__Stored data entries__.
- - - - -

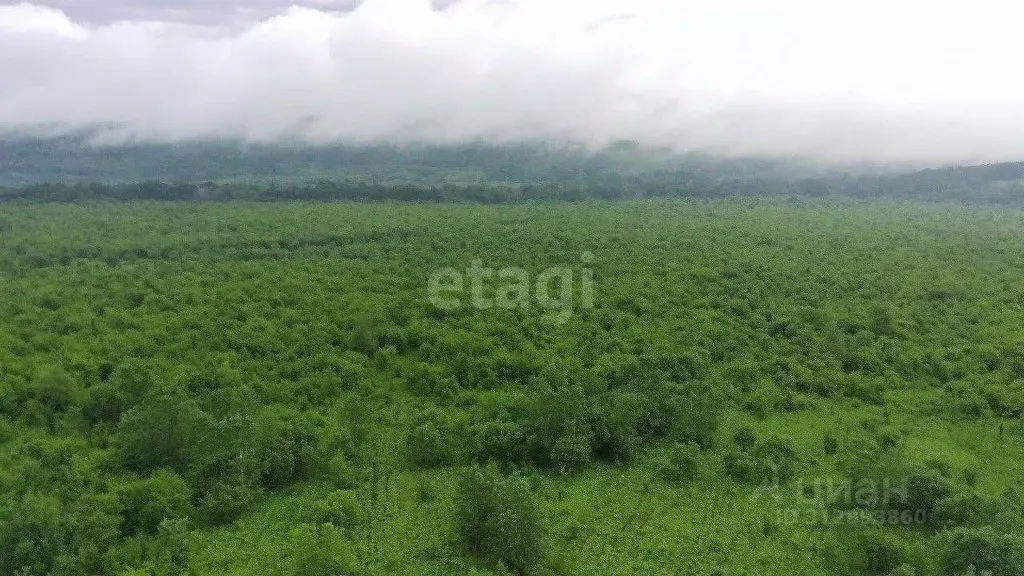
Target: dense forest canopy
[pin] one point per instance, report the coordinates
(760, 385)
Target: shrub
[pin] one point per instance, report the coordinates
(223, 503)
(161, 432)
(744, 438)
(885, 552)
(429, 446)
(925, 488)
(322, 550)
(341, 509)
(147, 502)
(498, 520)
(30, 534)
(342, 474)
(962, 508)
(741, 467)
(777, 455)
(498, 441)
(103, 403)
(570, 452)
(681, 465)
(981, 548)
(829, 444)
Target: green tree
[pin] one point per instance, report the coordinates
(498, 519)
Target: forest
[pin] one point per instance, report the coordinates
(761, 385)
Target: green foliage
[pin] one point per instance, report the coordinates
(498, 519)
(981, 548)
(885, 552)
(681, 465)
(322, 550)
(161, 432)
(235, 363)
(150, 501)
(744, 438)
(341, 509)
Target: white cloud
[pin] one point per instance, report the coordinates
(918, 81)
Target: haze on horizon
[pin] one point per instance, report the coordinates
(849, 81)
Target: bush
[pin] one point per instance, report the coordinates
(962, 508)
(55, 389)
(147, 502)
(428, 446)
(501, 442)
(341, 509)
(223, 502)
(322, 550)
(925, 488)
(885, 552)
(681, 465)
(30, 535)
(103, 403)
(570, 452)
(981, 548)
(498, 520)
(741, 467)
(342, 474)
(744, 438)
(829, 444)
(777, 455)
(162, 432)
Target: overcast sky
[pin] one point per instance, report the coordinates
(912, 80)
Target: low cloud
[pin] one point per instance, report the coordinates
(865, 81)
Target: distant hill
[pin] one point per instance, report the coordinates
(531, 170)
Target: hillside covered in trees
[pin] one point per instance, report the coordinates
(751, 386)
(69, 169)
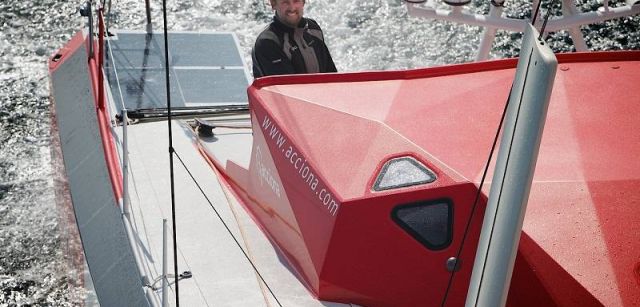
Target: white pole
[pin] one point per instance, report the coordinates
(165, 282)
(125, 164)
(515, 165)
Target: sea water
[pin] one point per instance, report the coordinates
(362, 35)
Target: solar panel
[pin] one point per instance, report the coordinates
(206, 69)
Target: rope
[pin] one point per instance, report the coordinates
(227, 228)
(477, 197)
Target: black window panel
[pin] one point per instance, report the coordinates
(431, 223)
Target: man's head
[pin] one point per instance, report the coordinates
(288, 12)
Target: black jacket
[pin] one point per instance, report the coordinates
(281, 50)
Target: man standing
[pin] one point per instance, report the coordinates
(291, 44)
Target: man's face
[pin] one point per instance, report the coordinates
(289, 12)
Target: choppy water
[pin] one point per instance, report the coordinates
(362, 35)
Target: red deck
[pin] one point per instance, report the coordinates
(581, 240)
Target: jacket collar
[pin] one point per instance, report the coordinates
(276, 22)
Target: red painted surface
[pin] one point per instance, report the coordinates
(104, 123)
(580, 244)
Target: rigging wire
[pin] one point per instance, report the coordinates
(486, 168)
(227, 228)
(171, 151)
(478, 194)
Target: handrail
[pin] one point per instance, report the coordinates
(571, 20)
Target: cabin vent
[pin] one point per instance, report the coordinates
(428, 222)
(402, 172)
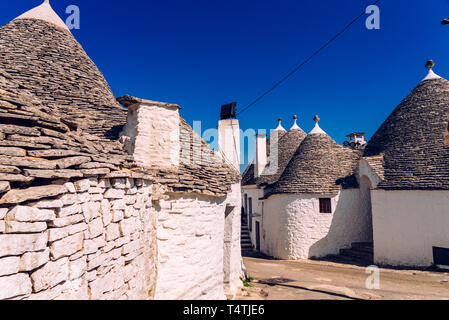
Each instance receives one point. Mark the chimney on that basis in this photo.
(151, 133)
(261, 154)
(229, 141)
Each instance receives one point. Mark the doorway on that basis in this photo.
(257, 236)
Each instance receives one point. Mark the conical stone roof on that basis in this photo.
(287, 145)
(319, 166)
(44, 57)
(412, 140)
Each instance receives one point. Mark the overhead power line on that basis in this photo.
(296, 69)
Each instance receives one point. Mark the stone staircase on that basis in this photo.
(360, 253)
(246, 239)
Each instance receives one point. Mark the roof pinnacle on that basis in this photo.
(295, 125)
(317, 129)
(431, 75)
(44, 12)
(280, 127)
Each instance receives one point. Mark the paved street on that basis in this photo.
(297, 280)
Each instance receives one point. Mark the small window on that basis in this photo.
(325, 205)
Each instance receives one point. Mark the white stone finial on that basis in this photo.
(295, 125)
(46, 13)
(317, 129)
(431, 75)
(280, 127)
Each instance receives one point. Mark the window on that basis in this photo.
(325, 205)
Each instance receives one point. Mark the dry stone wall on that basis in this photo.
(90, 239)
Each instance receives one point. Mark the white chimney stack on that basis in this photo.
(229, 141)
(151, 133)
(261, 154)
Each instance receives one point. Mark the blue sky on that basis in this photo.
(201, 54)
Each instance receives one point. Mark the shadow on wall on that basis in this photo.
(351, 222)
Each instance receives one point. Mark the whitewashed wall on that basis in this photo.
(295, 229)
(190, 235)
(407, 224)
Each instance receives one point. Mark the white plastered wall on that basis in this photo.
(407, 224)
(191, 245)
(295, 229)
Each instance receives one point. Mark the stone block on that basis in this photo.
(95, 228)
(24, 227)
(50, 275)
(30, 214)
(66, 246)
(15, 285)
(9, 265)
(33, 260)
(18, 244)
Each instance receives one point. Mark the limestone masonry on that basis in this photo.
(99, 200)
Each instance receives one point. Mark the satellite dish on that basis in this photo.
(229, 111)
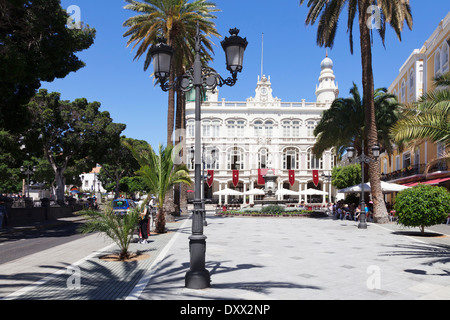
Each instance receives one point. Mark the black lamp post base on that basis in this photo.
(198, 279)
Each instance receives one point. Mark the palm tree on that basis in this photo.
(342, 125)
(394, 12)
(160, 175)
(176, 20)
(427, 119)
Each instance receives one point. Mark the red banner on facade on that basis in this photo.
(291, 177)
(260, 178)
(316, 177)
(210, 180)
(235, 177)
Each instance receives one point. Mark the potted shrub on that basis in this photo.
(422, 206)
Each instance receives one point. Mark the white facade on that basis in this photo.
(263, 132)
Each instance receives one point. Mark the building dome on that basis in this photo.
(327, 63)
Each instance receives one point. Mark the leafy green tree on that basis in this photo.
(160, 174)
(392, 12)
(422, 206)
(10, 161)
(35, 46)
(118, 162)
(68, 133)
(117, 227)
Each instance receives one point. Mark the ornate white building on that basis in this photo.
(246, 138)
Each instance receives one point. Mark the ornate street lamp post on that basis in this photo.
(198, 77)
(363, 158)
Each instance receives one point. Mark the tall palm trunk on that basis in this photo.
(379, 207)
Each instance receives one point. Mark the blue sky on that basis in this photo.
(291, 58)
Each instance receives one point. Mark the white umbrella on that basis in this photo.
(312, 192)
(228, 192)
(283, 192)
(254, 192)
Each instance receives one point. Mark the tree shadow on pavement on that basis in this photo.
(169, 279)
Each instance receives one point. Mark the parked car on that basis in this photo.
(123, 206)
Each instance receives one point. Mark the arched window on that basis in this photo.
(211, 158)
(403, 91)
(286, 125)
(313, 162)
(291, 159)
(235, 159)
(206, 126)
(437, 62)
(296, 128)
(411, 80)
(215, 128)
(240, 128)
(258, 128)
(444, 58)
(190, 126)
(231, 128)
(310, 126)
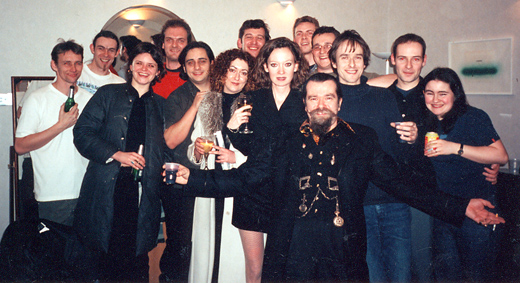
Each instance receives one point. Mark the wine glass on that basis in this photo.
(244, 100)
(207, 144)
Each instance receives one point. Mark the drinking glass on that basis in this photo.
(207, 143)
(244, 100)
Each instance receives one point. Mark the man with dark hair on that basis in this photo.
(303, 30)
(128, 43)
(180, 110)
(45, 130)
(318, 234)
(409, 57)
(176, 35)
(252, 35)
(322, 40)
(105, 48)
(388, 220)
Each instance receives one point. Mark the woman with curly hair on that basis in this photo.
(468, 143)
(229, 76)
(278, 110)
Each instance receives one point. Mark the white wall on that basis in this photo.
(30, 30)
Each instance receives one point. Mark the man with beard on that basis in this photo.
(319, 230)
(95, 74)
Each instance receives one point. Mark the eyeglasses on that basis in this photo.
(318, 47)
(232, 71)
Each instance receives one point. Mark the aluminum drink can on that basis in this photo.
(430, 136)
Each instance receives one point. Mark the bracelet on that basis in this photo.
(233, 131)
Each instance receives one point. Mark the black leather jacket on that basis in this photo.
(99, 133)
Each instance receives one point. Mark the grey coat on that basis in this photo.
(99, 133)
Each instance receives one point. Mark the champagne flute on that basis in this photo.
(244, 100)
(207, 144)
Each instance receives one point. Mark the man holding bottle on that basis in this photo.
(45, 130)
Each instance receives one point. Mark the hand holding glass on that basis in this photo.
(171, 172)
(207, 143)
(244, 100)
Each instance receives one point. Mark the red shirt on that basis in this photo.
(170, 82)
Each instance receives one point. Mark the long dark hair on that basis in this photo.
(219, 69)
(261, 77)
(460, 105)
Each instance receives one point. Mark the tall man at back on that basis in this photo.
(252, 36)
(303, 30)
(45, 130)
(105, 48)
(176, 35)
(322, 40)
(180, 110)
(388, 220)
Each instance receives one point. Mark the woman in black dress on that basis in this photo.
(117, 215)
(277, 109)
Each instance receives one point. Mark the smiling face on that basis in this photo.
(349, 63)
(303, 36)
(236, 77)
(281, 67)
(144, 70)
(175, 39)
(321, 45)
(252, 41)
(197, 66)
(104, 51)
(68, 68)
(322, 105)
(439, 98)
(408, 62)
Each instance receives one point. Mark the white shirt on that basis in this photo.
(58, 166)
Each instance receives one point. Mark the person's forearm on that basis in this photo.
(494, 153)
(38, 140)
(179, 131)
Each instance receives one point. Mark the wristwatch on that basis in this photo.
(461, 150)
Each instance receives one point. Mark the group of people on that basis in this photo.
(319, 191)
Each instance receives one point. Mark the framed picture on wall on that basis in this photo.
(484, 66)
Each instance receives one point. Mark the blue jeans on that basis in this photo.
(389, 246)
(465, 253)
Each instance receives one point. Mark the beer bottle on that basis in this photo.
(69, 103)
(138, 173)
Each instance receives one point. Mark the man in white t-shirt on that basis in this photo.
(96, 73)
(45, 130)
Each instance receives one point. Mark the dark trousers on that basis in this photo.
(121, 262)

- - - - -

__DIRECTIONS__.
All that is wanted is a faithful reproduction of the line above with "Target: rope", the line with "Target: red painted surface", and every line in between.

__WRITTEN SOLUTION__.
Target: rope
[pin] one point per instance, report the coordinates
(227, 228)
(477, 197)
Target: black window panel
[pin] one point per instance, report the coordinates
(431, 223)
Target: man's head
[pin] one point per instance, report the coordinates
(288, 12)
Target: black jacket
[pin] one point per instance, report the coordinates
(281, 50)
Target: man standing
[pin] one point per instance, report the coordinates
(291, 44)
Target: man's face
[pin] one point per instance, report the coordinates
(289, 12)
Target: choppy water
[pin] one point per instance, report the coordinates
(362, 35)
Target: red deck
[pin] one point per instance, report the coordinates
(581, 240)
Target: jacket collar
[pin] one point per instance, report the coordinates
(276, 22)
Target: red painted surface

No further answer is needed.